## To do
Where in the listing does the word "Study" appear? Report each line that holds it.

## Extracted data
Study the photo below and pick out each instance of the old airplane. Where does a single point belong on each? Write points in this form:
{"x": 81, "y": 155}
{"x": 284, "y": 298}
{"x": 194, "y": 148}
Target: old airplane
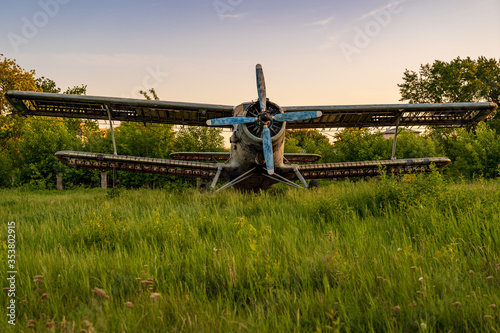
{"x": 256, "y": 159}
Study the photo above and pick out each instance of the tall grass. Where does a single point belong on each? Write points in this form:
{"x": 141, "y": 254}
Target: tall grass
{"x": 412, "y": 255}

## Reply
Study the photo below and pick out each instance of the old airplane. Where does a single point belong on each? Write points in this form:
Study the photo above and pick out each instance of the tall grass. Where does a single point belong on each? Write points in this form:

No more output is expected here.